# Given text

* BEGIN *

Intercom S3 Backups: Dealing with Empty Files
Today I learned the hard way that Intercom’s S3 backup integration creates empty files for every export window with no conversations.
After months of daily backups, my bucket had 17,569 files. Only 405 contained actual data.
The Problem
Intercom exports conversations to S3 as JSONL files, one file per time window (typically hourly). If no conversations happened during that window, you get a 0-byte file. Over time, this adds up:
Total files: 17,569
Non-empty files: 405 (2.3%)
Zero-byte files: 17,164 (97.7%)
That’s a lot of clutter to sift through when you actually need the data.

* END *

# Dataset extract
* BEGIN *

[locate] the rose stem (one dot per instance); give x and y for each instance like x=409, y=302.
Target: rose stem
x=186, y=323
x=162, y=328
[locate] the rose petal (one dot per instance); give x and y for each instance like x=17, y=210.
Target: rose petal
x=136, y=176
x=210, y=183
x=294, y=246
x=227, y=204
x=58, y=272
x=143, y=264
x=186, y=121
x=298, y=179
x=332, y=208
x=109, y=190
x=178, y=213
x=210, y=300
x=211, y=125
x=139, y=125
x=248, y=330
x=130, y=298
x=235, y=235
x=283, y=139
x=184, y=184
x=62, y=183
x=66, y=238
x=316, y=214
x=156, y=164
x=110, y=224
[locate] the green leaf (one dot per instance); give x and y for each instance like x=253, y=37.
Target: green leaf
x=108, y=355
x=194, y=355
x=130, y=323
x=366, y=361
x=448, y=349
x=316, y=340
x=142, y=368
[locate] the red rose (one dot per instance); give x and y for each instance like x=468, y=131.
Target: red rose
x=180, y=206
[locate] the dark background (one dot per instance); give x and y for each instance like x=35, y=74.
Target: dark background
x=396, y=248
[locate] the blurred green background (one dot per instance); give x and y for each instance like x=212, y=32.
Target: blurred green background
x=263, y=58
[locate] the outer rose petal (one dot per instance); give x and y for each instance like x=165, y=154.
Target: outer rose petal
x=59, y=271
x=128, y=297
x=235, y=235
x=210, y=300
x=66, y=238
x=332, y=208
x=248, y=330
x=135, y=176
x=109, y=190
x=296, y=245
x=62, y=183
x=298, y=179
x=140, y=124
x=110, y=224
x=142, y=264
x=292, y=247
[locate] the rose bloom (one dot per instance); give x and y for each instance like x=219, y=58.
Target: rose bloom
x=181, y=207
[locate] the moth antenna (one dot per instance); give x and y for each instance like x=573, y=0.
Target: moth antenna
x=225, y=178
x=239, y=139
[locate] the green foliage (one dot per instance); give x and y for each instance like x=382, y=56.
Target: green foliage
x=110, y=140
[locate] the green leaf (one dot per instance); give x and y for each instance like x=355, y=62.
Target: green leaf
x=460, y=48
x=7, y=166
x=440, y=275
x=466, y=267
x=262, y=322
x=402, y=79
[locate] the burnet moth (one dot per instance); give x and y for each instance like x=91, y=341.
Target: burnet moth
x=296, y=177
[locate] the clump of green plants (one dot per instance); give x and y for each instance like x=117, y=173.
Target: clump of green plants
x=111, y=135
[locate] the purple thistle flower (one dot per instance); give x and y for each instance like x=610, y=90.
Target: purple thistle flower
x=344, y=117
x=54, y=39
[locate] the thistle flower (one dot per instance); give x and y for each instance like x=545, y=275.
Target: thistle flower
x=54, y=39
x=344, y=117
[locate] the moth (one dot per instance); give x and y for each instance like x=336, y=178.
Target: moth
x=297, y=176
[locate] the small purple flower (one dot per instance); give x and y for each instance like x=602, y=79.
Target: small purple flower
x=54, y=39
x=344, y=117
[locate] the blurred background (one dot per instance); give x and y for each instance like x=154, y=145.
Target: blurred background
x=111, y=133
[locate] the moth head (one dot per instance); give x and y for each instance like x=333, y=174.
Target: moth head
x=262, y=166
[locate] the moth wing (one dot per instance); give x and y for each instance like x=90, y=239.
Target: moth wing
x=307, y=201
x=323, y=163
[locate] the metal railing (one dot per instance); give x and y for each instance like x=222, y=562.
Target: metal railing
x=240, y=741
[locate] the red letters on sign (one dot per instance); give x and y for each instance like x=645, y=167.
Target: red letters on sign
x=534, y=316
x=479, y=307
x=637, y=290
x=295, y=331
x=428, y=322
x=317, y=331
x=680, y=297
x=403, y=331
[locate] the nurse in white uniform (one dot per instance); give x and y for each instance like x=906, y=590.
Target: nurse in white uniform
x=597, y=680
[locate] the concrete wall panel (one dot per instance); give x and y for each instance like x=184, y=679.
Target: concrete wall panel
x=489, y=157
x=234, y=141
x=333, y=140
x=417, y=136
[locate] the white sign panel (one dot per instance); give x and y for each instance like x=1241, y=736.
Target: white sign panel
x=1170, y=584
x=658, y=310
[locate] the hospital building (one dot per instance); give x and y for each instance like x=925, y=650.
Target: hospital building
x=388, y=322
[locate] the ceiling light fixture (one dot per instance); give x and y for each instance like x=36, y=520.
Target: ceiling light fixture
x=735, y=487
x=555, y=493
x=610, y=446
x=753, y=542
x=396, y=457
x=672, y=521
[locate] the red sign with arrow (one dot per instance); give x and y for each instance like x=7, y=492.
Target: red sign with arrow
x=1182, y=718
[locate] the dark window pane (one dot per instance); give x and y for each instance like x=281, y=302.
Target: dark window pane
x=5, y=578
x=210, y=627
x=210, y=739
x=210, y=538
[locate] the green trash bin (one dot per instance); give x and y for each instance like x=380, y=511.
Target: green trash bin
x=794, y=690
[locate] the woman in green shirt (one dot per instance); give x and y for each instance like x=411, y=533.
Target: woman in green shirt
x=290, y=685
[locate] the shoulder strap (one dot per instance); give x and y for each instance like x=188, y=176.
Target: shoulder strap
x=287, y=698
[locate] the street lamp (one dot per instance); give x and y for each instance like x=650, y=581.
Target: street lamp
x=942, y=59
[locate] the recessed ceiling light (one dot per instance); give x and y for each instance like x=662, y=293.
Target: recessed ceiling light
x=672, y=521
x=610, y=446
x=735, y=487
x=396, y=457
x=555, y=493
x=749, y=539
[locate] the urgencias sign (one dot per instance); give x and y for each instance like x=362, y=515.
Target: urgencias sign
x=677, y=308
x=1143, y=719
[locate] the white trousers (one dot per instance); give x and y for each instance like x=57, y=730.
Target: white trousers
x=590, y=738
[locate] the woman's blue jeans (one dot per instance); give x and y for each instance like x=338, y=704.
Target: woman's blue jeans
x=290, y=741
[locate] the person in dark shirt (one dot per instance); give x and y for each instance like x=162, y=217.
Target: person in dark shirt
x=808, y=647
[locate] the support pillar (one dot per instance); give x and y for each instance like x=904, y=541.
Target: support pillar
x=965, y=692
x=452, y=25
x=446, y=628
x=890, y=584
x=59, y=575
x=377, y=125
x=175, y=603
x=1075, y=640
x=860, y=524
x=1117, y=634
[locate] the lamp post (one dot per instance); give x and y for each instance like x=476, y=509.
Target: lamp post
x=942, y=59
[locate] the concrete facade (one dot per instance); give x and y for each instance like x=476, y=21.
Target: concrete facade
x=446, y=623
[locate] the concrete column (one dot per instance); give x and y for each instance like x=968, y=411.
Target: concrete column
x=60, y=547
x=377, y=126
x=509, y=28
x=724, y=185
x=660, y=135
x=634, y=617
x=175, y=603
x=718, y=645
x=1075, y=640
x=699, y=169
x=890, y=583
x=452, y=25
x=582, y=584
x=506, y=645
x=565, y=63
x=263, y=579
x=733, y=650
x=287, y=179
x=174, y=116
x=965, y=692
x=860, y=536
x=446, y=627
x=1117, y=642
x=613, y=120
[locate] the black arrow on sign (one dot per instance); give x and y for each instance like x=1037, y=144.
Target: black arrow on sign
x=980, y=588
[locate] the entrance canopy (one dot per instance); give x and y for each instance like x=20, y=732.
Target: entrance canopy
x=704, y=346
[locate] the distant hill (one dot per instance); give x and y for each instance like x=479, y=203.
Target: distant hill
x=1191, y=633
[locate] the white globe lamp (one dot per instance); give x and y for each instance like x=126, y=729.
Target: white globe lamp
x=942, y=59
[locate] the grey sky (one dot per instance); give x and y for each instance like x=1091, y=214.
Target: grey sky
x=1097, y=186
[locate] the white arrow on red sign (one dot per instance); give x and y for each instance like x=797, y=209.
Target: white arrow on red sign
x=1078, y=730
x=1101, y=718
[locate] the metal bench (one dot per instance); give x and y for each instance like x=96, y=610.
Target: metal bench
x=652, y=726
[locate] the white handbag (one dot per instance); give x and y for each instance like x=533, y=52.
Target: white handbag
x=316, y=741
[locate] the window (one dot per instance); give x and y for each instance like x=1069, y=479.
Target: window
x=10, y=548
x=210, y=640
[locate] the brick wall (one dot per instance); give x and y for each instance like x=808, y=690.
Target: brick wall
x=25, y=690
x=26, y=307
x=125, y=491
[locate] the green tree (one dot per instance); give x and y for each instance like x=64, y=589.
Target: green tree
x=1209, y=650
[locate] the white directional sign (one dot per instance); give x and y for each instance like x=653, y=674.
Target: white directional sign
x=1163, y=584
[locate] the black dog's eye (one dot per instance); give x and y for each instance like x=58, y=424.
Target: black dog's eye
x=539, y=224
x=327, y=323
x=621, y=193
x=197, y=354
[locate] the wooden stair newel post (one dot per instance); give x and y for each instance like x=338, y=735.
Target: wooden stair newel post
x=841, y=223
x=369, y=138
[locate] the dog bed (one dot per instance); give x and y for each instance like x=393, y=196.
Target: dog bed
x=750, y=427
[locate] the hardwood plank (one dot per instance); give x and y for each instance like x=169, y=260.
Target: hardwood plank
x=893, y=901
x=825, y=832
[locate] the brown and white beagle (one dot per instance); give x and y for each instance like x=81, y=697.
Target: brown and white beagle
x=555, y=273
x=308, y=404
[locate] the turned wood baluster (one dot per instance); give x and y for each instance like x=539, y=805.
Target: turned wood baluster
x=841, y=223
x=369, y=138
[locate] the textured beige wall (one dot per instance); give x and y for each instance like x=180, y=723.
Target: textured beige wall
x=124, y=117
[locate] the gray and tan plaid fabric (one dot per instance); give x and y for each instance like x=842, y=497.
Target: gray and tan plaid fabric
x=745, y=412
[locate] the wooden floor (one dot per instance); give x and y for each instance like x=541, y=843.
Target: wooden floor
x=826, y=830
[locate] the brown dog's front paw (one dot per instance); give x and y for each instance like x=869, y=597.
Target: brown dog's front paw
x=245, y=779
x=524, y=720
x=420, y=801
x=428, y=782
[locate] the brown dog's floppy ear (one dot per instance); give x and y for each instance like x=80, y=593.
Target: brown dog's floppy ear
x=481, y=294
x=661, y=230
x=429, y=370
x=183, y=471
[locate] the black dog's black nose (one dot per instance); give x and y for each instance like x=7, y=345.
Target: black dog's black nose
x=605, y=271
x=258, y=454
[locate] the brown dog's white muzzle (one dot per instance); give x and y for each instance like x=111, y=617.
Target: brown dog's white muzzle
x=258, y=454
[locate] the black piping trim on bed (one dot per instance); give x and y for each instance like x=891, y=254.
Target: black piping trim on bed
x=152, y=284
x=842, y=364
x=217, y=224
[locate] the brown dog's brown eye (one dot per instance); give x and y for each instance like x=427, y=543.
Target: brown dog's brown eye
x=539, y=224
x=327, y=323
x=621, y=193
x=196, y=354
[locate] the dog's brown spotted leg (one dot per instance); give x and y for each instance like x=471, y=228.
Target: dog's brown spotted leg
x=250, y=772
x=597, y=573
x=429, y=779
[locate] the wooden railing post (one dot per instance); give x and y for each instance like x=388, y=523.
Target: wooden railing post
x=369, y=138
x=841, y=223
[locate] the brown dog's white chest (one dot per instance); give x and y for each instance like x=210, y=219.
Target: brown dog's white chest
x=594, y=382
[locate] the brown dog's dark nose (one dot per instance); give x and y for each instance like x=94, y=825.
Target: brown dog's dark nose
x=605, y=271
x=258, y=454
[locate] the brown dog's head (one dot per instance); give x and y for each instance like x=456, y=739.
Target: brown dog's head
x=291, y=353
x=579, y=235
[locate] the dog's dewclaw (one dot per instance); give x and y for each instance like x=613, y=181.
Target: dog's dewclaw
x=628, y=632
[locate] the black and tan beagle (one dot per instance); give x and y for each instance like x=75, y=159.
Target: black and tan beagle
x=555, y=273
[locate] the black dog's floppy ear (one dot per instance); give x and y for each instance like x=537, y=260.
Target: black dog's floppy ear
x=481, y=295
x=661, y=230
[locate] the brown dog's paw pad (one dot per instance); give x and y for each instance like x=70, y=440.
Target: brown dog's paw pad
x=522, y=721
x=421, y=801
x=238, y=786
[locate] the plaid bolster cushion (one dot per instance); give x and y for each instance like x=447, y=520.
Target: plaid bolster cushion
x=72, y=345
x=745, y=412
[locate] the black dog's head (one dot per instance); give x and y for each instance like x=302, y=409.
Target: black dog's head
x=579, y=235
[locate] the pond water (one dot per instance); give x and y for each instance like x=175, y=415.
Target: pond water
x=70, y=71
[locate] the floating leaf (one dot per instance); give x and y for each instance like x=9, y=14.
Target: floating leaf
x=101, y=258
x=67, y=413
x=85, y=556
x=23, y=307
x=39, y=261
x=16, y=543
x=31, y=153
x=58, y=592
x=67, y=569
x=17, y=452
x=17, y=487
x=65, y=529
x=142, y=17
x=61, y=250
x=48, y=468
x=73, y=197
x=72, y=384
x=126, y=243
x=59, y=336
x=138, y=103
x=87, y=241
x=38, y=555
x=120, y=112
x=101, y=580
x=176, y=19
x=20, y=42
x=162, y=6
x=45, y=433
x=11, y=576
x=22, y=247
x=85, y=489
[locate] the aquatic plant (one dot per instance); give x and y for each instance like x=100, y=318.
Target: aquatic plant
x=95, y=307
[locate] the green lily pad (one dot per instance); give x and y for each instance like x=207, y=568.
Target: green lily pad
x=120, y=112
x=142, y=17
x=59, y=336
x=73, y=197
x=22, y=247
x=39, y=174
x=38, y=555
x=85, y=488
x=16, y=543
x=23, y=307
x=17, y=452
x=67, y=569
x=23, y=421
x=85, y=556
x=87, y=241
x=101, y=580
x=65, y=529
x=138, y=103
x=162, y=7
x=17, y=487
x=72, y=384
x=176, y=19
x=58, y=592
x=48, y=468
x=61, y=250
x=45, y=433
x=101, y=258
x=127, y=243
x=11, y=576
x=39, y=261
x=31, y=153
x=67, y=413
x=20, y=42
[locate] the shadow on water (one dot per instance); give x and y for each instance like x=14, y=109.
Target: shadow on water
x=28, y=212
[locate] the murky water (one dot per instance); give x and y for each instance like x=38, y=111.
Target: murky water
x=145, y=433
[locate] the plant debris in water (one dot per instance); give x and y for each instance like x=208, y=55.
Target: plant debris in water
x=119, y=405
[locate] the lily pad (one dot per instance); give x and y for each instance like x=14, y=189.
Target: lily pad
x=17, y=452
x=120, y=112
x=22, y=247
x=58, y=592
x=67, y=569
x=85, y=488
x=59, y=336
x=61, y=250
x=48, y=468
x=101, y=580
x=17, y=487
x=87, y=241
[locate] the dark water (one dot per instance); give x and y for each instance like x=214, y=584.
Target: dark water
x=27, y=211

* END *

# Written instruction 1
From the text on Intercom S3 backups, return the passage starting with "After months of" and going on through "need the data.".
# Written instruction 2
Based on the Intercom S3 backup text, say whether each statement agrees with it, giving yes or no and quoting the words that decide it. (a) Intercom exports conversations to S3 as JSONL files. (b) Most of the files in the bucket contained actual data. (c) When no conversations happen during an export window, Intercom creates no file for that window.

# Correct answer 1
After months of daily backups, my bucket had 17,569 files. Only 405 contained actual data.
The Problem
Intercom exports conversations to S3 as JSONL files, one file per time window (typically hourly). If no conversations happened during that window, you get a 0-byte file. Over time, this adds up:
Total files: 17,569
Non-empty files: 405 (2.3%)
Zero-byte files: 17,164 (97.7%)
That’s a lot of clutter to sift through when you actually need the data.

# Correct answer 2
(a) Yes: "Intercom exports conversations to S3 as JSONL files"
(b) No: "Only 405 contained actual data."
(c) No: "If no conversations happened during that window, you get a 0-byte file."